- _SELECTED EXCERPT_
-- begin --

Skip to main content

Installation

1

Clone the Repository

Clone the project to your local machine:
git clone <repository-url>
cd workspace/source
2

Install Dependencies

Install required Python packages using pip:
pip install -r requirements.txt
Key dependencies:
  • pandas==1.5.3 - Data manipulation
  • requests==2.32.3 - HTTP requests
  • beautifulsoup4==4.12.3 - Web scraping
  • nba_api==1.6.1 - NBA.com API wrapper
  • plotly==5.23.0 - Visualization (optional)
3

Verify Installation

Test that all packages are installed correctly:
import pandas as pd
import requests
from bs4 import BeautifulSoup
from nba_api.stats.endpoints import commonallplayers

print("All dependencies installed successfully!")

Your First Data Collection

Let’s collect hustle statistics for the 2024-25 season.

Running the Hustle Stats Script

import pandas as pd
import requests

def get_hustle(year, ps=False):
    """Fetch hustle statistics from NBA.com Stats API.
    
    Args:
        year: Season ending year (e.g., 2025 for 2024-25 season)
        ps: Boolean, True for playoffs, False for regular season
    """
    stype = "Playoffs" if ps else "Regular%20Season"
    season = str(year-1) + '-' + str(year)[-2:]
    
    # NBA.com Stats API endpoint
    url = (
        'https://stats.nba.com/stats/leaguehustlestatsplayer'
        '?College=&Conference=&Country=&DateFrom=&DateTo=&Division='
        '&DraftPick=&DraftYear=&GameScope=&Height=&ISTRound='
        '&LastNGames=0&LeagueID=00&Location=&Month=0'
        '&OpponentTeamID=0&Outcome=&PORound=0&PaceAdjust=N'
        f'&PerMode=Totals&PlayerExperience=&PlayerPosition='
        f'&PlusMinus=N&Rank=N&Season={season}&SeasonSegment='
        f'&SeasonType={stype}&TeamID=0&VsConference=&VsDivision=&Weight='
    )

-- end --

- _YOUR TASKS_
1. Do the following statements agree with the installation guide? For each, answer yes or no and quote the words of the guide that decide it.
(a) The requests package is pinned at version 2.32.3.
(b) Plotly is listed as a required dependency for visualization.
(c) Calling get_hustle with ps set to True fetches regular season statistics.
2. Can you update the installation guide, starting at "Test that all" and ending at "the 2024-25 season.", so that "packages" is replaced by "libraries"?

Object detection data
-- begin --

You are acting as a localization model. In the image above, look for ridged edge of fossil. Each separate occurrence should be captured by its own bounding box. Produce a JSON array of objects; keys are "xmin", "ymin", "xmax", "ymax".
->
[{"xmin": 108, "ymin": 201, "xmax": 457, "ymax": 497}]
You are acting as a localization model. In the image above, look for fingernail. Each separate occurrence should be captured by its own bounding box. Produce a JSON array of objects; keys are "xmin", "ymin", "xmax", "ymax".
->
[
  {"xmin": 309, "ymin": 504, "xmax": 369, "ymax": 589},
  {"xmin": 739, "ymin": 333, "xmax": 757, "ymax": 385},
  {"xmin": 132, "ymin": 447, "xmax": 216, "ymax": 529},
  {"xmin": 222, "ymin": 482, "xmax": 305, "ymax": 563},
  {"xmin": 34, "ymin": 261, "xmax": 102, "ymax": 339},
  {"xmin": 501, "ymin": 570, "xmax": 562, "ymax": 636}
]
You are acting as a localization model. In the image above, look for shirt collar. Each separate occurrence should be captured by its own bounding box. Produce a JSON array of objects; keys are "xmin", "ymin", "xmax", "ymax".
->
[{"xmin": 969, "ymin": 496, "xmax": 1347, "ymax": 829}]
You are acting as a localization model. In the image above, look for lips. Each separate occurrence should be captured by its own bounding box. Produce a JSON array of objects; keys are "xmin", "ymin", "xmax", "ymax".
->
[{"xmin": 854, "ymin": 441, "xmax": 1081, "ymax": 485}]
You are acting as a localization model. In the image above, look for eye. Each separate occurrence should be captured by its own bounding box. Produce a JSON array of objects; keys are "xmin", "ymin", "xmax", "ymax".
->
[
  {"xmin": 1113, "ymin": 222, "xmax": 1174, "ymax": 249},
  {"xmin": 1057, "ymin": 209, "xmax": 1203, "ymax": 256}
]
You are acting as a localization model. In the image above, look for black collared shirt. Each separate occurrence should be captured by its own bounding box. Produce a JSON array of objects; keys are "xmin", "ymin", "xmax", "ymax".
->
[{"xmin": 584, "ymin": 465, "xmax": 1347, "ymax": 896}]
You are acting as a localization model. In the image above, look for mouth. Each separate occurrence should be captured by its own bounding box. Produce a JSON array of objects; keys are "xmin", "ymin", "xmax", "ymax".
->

-- end --

- _SOLUTIONS TO THE PROBLEMS_
1.
(a) Yes: "requests==2.32.3 - HTTP requests"
(b) No: "plotly==5.23.0 - Visualization (optional)"
(c) No: "ps: Boolean, True for playoffs, False for regular season"

2.
Test that all libraries are installed correctly:
import pandas as pd
import requests
from bs4 import BeautifulSoup
from nba_api.stats.endpoints import commonallplayers

print("All dependencies installed successfully!")

Your First Data Collection

Let’s collect hustle statistics for the 2024-25 season.